START Extract to read

MicroRNA marks ovarian cancer outcome

Ovarian cancer can be hard to treat--because the disease can have non-specific symptoms, patients often only come forward when the cancer is quite advanced. Additionally, some women develop resistance to platinum chemotherapy, which is the standard treatment for ovarian cancer. A tiny variation in the KRAS oncogene may help doctors identify those women who may not respond to treatment, and predict their survival.

Researchers at Yale Cancer Centre found that women who carried the altered gene were three times more resistant to platinum chemotherapy, and postmenopausal women with the variation were more likely to die from ovarian cancer.

"This gives us a way to identify which women are at highest risk for resistance to platinum chemotherapy, the standard treatment for ovarian cancer, and helps identify ovarian cancer patients with the worst outcomes," said Joanne Weidhaas, associate professor of therapeutic radiology and senior author of the study.

The variant of the gene is not uncommon--it is seen in 12% to 15% of Caucasians and 6% of African-Americans, and in up to 25% of women newly diagnosed with ovarian cancer. The variant gene does not code for protein, but it disrupts how small RNA molecules, called microRNAs, control how other genes are expressed. It may also be associated with increased risk of breast cancer and lung cancer, and poor outcomes in colon and head and neck cancers.

Though there are few alternatives to standard chemotherapy, being able to identify the patients with this variant could help physicians manage their care, and prevent women who will not benefit from going through cycle after cycle of chemotherapy that could impact their quality of life. Targeting the variant could also offer potential new treatments for ovarian cancer and a range of other malignancies.

END Extract to read
START Dataset entries

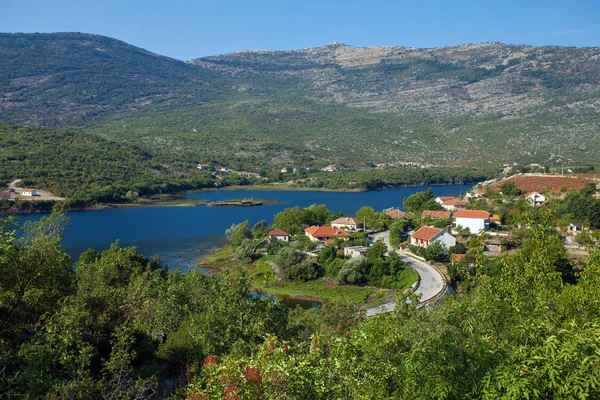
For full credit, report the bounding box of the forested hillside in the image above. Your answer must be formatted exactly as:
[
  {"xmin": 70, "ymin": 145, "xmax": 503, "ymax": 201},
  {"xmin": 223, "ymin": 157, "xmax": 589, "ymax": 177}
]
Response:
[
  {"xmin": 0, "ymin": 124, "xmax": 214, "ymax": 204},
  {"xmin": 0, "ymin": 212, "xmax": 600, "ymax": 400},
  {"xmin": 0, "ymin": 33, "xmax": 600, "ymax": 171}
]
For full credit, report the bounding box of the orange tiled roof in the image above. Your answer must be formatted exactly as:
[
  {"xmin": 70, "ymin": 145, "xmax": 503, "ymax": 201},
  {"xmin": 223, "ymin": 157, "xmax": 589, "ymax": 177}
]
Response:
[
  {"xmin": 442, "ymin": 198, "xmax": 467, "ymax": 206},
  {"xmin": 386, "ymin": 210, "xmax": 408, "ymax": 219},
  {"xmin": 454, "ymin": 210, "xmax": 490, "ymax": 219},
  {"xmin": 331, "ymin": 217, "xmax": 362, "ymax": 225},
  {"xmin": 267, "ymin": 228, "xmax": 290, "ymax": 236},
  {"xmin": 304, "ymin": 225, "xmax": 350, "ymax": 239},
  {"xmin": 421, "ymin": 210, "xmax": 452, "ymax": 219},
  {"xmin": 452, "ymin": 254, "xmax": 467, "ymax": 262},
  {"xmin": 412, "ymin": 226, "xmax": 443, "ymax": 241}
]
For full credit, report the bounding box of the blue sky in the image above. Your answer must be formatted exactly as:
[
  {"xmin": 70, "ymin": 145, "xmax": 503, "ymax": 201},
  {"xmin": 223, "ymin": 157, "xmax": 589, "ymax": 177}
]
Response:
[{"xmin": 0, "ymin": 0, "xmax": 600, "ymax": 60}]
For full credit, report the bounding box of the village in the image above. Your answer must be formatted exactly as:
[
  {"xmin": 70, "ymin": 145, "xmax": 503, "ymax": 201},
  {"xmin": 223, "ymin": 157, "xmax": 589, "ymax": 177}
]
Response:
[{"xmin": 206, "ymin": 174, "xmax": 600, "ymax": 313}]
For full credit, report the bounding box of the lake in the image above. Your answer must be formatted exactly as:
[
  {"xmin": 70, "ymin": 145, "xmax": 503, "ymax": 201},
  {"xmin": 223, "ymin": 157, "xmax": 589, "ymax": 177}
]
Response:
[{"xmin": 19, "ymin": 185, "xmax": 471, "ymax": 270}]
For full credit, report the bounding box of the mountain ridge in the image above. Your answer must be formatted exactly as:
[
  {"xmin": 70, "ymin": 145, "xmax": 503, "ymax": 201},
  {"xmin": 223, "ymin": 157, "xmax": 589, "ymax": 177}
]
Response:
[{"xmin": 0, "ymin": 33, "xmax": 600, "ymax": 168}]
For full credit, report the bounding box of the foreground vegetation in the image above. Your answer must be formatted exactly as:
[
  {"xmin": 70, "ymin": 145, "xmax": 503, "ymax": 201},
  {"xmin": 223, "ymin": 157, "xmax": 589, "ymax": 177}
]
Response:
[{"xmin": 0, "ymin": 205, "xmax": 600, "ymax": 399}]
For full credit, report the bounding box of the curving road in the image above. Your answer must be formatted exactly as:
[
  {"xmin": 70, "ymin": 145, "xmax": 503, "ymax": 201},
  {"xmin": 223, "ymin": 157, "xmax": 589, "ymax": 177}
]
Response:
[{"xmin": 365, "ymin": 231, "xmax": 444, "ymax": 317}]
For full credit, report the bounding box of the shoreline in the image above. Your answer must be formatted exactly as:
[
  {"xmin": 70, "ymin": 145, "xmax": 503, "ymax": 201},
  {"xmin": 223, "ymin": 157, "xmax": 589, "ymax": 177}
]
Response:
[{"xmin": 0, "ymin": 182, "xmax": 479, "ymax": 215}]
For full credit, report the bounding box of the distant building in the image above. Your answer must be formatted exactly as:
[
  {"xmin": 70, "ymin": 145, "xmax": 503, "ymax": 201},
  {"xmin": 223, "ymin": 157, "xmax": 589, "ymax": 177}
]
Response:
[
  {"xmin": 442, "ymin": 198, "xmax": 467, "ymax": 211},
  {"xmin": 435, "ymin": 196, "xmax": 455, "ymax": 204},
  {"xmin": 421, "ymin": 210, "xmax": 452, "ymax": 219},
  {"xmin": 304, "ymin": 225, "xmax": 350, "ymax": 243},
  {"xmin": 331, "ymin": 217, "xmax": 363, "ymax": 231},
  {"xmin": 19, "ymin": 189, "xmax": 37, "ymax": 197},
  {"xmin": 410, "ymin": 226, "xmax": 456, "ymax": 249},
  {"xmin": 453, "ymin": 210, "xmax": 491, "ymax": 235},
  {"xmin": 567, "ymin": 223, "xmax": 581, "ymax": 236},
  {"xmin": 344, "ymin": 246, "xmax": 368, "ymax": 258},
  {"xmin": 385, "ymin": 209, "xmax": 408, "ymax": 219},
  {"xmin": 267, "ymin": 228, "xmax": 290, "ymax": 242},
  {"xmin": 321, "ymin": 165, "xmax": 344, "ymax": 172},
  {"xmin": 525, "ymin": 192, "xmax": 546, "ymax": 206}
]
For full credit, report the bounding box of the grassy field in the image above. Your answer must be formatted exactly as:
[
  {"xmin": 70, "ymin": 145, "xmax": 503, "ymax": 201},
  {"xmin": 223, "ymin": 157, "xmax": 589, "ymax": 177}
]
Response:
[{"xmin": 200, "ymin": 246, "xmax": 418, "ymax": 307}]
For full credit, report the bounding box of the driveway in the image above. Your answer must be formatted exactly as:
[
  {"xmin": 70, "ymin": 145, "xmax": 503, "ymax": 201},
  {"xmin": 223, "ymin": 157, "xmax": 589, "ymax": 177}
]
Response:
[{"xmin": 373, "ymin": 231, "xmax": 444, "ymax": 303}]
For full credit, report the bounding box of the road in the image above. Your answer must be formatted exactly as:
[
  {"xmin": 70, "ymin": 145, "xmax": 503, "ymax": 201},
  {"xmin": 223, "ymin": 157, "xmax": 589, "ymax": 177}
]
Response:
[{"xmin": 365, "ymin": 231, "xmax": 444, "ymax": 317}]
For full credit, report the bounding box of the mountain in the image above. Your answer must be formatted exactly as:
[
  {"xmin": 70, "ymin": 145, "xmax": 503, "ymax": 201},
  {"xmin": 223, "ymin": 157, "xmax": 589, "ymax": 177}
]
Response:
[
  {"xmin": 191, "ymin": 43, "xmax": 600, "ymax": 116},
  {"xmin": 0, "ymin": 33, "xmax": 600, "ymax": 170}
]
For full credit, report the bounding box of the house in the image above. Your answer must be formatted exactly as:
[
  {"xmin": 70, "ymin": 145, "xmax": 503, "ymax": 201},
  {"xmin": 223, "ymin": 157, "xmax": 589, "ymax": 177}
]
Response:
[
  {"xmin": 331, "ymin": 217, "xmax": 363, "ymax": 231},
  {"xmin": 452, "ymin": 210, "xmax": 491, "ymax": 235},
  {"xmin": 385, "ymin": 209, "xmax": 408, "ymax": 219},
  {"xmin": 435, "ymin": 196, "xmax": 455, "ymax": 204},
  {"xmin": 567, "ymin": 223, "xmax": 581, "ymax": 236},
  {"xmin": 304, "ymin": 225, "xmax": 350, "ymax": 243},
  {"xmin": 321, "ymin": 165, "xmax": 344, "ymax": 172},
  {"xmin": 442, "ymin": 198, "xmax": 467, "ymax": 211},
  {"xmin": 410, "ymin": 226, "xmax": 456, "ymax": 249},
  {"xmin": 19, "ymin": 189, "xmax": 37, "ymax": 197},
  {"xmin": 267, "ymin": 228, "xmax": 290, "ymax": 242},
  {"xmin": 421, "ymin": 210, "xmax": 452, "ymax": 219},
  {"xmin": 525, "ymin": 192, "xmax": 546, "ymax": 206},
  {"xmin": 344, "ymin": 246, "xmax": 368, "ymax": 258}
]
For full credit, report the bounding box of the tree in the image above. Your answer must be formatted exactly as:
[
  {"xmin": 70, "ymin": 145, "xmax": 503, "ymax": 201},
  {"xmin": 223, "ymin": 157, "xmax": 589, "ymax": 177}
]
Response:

END Dataset entries

# Questions to answer
1. According to the ovarian cancer article, how much more resistant to platinum chemotherapy were women who carried the altered gene?
2. Reproduce the passage of the ovarian cancer article between "Ovarian cancer can" and "from ovarian cancer.", inclusive.

# Results for the exercise
1. They were three times more resistant.

2.
Ovarian cancer can be hard to treat--because the disease can have non-specific symptoms, patients often only come forward when the cancer is quite advanced. Additionally, some women develop resistance to platinum chemotherapy, which is the standard treatment for ovarian cancer. A tiny variation in the KRAS oncogene may help doctors identify those women who may not respond to treatment, and predict their survival.

Researchers at Yale Cancer Centre found that women who carried the altered gene were three times more resistant to platinum chemotherapy, and postmenopausal women with the variation were more likely to die from ovarian cancer.